- [Task statement] Rewrite the material from the line containing "For the image shown here, identify where the side" through the end, replacing "side mirror" with "wing mirror" and leaving everything else unchanged.

[Start Supplied material]

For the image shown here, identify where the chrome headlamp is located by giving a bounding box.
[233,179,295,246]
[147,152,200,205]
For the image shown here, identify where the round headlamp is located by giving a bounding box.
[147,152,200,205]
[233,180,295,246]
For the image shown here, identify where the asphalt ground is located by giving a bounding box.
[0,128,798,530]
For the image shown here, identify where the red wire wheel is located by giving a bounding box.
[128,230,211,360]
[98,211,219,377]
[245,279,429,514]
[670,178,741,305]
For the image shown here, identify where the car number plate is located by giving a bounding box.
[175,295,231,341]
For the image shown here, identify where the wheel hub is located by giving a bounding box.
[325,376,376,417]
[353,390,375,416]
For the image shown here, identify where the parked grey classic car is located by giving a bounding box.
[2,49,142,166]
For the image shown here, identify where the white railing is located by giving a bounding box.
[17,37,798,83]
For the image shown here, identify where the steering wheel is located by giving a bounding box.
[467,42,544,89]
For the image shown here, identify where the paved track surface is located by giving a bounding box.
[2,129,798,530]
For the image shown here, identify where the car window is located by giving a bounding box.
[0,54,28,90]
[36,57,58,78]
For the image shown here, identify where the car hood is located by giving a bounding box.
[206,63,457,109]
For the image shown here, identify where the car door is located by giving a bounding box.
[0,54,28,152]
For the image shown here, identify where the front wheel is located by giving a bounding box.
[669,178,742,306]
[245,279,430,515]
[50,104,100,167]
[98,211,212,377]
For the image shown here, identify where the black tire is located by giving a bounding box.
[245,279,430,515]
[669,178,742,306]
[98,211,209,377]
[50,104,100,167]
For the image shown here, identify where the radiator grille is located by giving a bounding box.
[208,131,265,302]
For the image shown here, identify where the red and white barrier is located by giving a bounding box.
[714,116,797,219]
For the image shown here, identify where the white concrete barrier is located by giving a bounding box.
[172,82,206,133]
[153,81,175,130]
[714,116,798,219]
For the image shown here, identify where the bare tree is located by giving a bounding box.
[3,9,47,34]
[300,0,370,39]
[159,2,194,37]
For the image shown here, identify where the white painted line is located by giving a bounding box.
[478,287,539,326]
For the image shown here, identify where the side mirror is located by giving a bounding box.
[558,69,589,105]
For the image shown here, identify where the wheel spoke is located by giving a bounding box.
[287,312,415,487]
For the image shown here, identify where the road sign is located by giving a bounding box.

[End Supplied material]

- [Exercise output]
For the image shown here, identify where the wing mirror is located by giving a bounding box.
[558,69,589,105]
For the image shown here, identify where the wheel spoke is located by giving a bounding box.
[287,312,415,487]
For the image shown here, identify where the road sign is located by giving a bounding box.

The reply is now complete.